## What to do
Reproduce the data below word for word, beginning with the line that contains "Hello! I'd appreciate your help detecting the decorative" and continuing through the last line of the data.

## Supplied records
::::
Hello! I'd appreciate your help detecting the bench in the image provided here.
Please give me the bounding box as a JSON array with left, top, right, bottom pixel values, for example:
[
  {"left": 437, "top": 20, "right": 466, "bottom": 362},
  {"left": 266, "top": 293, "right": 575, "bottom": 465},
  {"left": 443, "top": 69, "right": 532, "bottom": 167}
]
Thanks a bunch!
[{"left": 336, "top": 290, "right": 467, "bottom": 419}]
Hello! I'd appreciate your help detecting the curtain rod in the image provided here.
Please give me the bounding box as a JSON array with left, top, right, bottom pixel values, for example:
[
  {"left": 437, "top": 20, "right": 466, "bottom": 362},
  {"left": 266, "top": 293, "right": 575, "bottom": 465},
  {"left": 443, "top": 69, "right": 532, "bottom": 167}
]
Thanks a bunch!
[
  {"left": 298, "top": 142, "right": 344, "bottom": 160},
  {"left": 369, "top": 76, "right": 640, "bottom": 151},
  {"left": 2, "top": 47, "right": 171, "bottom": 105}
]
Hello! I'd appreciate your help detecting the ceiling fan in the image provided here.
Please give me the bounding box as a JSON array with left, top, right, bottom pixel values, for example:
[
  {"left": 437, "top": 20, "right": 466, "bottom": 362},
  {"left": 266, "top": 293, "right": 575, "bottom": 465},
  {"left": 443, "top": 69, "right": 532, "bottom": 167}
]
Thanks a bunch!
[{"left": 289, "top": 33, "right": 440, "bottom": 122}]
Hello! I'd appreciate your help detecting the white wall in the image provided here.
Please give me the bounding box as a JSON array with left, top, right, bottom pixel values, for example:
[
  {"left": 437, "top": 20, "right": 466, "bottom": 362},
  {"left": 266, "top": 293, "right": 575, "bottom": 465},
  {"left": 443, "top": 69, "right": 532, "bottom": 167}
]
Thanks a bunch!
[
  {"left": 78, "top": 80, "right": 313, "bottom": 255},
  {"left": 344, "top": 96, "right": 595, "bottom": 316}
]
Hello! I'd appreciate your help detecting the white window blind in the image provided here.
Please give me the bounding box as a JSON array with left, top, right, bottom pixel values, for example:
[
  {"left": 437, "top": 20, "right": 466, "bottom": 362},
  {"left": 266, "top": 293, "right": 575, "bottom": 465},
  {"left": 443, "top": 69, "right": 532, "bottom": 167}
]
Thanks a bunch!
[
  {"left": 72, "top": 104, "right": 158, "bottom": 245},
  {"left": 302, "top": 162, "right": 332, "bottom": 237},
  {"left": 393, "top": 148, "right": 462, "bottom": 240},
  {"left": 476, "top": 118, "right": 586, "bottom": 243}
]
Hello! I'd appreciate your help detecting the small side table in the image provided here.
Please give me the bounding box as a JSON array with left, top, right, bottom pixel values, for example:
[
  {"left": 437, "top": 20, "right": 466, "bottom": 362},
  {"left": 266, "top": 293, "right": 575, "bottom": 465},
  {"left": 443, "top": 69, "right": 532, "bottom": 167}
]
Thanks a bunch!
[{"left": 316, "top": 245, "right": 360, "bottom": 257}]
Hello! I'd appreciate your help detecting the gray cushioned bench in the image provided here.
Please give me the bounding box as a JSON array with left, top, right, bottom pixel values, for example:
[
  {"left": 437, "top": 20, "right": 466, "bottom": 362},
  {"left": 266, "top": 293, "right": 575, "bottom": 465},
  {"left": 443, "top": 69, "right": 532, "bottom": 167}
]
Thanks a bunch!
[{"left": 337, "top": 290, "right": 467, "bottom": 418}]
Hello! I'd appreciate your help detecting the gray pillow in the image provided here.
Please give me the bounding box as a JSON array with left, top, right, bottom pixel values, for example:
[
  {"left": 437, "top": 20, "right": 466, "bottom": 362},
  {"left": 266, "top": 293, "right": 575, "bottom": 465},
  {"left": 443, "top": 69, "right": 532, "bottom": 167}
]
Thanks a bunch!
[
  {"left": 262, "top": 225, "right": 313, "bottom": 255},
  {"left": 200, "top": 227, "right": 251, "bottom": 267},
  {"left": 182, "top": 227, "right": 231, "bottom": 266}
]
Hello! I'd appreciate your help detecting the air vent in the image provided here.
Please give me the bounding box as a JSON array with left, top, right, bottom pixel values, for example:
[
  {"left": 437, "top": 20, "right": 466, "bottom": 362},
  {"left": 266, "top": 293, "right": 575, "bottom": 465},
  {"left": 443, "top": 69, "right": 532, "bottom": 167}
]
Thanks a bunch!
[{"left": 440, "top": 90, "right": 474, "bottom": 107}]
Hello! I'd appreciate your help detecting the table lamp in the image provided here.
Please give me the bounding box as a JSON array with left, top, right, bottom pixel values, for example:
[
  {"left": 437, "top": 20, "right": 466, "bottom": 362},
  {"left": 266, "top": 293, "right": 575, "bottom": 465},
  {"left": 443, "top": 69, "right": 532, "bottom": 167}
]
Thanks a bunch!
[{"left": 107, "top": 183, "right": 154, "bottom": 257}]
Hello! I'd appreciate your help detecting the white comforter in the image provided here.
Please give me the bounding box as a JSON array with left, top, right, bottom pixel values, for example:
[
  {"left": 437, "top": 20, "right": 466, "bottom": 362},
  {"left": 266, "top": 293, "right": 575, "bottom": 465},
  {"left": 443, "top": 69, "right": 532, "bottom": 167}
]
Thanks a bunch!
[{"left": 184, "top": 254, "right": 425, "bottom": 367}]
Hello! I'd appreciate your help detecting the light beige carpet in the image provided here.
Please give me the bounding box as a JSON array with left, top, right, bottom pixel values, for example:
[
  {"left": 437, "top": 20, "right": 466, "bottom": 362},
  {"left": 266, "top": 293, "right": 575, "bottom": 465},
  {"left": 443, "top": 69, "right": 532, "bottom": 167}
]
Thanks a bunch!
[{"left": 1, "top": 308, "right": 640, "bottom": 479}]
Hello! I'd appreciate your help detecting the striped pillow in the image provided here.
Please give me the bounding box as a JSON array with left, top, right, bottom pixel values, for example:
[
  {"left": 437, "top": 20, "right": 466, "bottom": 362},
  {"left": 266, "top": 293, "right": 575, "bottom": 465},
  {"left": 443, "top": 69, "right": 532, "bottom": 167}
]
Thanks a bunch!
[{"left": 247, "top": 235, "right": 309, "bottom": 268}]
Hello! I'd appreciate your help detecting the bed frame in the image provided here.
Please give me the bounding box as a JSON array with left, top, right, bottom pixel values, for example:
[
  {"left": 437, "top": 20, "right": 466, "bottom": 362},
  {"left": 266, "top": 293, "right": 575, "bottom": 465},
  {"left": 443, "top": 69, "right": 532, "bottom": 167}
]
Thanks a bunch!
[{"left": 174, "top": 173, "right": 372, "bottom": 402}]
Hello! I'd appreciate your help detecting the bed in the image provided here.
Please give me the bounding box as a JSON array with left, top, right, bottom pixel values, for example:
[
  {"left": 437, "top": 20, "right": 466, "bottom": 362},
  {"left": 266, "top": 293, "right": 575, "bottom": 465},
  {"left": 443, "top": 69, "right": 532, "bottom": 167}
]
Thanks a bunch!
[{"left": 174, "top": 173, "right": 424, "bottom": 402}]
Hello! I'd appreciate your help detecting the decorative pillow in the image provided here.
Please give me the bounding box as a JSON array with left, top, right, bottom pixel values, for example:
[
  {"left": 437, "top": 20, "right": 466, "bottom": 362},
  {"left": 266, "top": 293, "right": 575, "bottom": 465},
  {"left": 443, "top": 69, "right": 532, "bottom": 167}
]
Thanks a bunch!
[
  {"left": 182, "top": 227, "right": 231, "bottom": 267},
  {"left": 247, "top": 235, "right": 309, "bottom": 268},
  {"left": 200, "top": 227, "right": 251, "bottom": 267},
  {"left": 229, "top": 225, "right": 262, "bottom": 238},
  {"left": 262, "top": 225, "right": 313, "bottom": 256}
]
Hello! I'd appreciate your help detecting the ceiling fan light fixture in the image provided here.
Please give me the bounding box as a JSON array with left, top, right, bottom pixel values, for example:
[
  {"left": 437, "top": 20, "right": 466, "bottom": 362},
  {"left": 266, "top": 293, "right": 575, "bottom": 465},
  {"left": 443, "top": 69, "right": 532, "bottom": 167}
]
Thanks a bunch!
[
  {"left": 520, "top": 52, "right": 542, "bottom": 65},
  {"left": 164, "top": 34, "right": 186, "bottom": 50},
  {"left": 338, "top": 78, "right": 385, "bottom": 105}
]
::::
## Result of this exercise
Hello! I'd appreciate your help detecting the decorative pillow in the image provided here.
Please give me the bounding box as a JSON array with left, top, right, bottom pixel values, for example:
[
  {"left": 437, "top": 20, "right": 466, "bottom": 362},
  {"left": 266, "top": 293, "right": 575, "bottom": 465},
  {"left": 443, "top": 69, "right": 532, "bottom": 167}
]
Thanks a bunch!
[
  {"left": 182, "top": 227, "right": 231, "bottom": 267},
  {"left": 247, "top": 235, "right": 309, "bottom": 268},
  {"left": 200, "top": 227, "right": 251, "bottom": 267},
  {"left": 229, "top": 225, "right": 262, "bottom": 238},
  {"left": 262, "top": 225, "right": 313, "bottom": 256}
]
Hello! I'd appreciate your help detecting the ceiling fan light fixture in the image provided here.
Please give me the bounding box as a JSON array with left, top, right, bottom pixel values, for example:
[
  {"left": 437, "top": 20, "right": 466, "bottom": 362},
  {"left": 266, "top": 293, "right": 575, "bottom": 465},
  {"left": 443, "top": 69, "right": 532, "bottom": 167}
]
Thanks a bunch!
[
  {"left": 520, "top": 52, "right": 542, "bottom": 65},
  {"left": 164, "top": 34, "right": 186, "bottom": 50},
  {"left": 338, "top": 78, "right": 385, "bottom": 105}
]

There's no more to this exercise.